**Set exercise:** Render every line of the listing below as a JSON array of strings, one string per line, leaving out blank lines.

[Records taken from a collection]
______

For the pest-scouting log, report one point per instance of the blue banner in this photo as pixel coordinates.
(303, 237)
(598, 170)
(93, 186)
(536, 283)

______

**Answer to this problem:**
[
  "For the pest-scouting log, report one point per instance of the blue banner in this photo as pixel coordinates.",
  "(303, 237)",
  "(598, 170)",
  "(93, 186)",
  "(536, 283)"
]